[Consigne A] Pour chacune des affirmations suivantes, dites si elle concorde avec l’extrait sur Khomeini et l’Iran : répondez par oui ou non, puis citez exactement les mots de l’extrait qui tranchent. (i) Mohammad Mossadegh a été renversé le 19 août 1953 sous la pression des Britanniques. (ii) L’Anglo-Iranian Oil Company a été fondée en 1901. (iii) Les Britanniques accusaient Mossadegh d’être à la solde des Américains.

Autour de la capacité de Khomeini à fusionner les causes révolutionnaires. La force de Khomeini réside dans deux aspects: il parvient à faire se rencontrer un discours révolutionnaire, moderne dans un sens, à un discours conservateur enraciné dans la société iranienne.
• [Entre autres étant donné les impacts des transferts massifs et rapides de populations paysannes paupérisées vers les villes, sous l’effet de la «révolution verte» et de l’accaparement de terres par la mafia cleptomane, spécialisée dans la captation de grandes surfaces terriennes, «protégée» qu’elle était par le régime militaro-policier (la Savak) de Mohammad Reza Shah, le dernier Shah, formellement en place depuis le 16 septembre 1941. Le 19 août 1953, le Premier ministre du Shah d’Iran, Mohammad Mossadegh (73 ans), est renversé sous la pression des Britanniques. Ces derniers l’accusent d’être à la solde des Soviétiques. Ils lui «reprochent» surtout d’avoir nationalisé les gisements pétroliers d’Iran et exproprié la puissante compagnie pétrolière Anglo-Iranian OilCompany. Celle-ci avait été fondée en 1908 par William d’Arcy, suite à l’obtention d’une concession pétrolière en Perse en 1901. Dans les villes des années 1960-1970, les mosquées et imans recevaient ces déshérité·e·s, ces dépossédés de terres – y compris un mixte social d’ouvriers agricoles et de très petits paysans – et leur offraient une socialisation «de retrouvailles entre eux», de la nourriture, une éducation dans une madrasa chiite. Ces écoles coraniques ont aussi une fonction politique affirmée, comme certaines églises catholiques (intégristes), ou synagogues massortim et encore les lieux de cultes évangéliques qui ont étayé l’élection de Jair Bolsonaro.

[Consigne B] Recopiez mot pour mot les lignes des enregistrements, de la ligne contenant « One keypoint belongs to every instance. Tag the rear » jusqu’à la fin des enregistrements, ces deux limites comprises.

[Données extraites]

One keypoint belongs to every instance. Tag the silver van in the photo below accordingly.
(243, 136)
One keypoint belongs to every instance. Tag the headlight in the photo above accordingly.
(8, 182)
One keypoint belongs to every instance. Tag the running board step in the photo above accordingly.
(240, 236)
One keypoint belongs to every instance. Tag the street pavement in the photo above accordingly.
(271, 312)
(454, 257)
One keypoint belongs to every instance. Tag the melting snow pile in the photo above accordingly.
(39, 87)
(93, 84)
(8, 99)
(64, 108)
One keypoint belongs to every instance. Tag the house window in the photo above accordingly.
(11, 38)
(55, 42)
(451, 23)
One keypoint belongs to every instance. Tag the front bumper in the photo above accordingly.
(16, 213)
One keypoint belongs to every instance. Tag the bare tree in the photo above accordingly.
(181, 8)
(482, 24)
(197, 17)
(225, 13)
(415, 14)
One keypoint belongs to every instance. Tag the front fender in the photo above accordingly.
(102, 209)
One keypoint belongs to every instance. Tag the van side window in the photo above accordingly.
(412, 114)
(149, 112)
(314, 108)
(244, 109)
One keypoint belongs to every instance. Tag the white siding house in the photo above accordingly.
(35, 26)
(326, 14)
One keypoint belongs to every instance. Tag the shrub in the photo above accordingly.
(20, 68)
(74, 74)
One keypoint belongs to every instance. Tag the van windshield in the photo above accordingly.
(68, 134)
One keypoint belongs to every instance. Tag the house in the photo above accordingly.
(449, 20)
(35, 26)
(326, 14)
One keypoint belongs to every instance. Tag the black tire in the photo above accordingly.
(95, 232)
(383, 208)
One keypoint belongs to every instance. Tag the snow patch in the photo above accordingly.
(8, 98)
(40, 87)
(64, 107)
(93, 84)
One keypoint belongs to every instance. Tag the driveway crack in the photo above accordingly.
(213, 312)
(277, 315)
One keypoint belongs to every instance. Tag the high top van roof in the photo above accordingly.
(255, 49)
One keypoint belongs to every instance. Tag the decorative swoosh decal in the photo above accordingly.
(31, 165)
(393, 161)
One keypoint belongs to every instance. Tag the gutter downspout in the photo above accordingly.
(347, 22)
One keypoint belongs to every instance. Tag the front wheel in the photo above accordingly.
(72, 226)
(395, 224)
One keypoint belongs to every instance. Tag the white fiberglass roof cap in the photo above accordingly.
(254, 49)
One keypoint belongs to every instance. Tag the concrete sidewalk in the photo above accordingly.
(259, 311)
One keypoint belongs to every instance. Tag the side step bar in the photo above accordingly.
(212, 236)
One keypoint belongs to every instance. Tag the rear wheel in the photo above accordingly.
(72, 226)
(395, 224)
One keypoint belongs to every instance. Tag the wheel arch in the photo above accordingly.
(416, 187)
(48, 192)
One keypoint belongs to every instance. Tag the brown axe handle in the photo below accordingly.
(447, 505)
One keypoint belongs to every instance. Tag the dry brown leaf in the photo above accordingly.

[Réponse correcte A]
(i) Oui : « Le 19 août 1953, le Premier ministre du Shah d’Iran, Mohammad Mossadegh (73 ans), est renversé sous la pression des Britanniques. »
(ii) Non : « Celle-ci avait été fondée en 1908 par William d’Arcy, suite à l’obtention d’une concession pétrolière en Perse en 1901. »
(iii) Non : « Ces derniers l’accusent d’être à la solde des Soviétiques. »

[Réponse correcte B]
One keypoint belongs to every instance. Tag the rear wheel in the photo above accordingly.
(72, 226)
(395, 224)
One keypoint belongs to every instance. Tag the wheel arch in the photo above accordingly.
(416, 187)
(48, 192)
One keypoint belongs to every instance. Tag the brown axe handle in the photo below accordingly.
(447, 505)
One keypoint belongs to every instance. Tag the dry brown leaf in the photo above accordingly.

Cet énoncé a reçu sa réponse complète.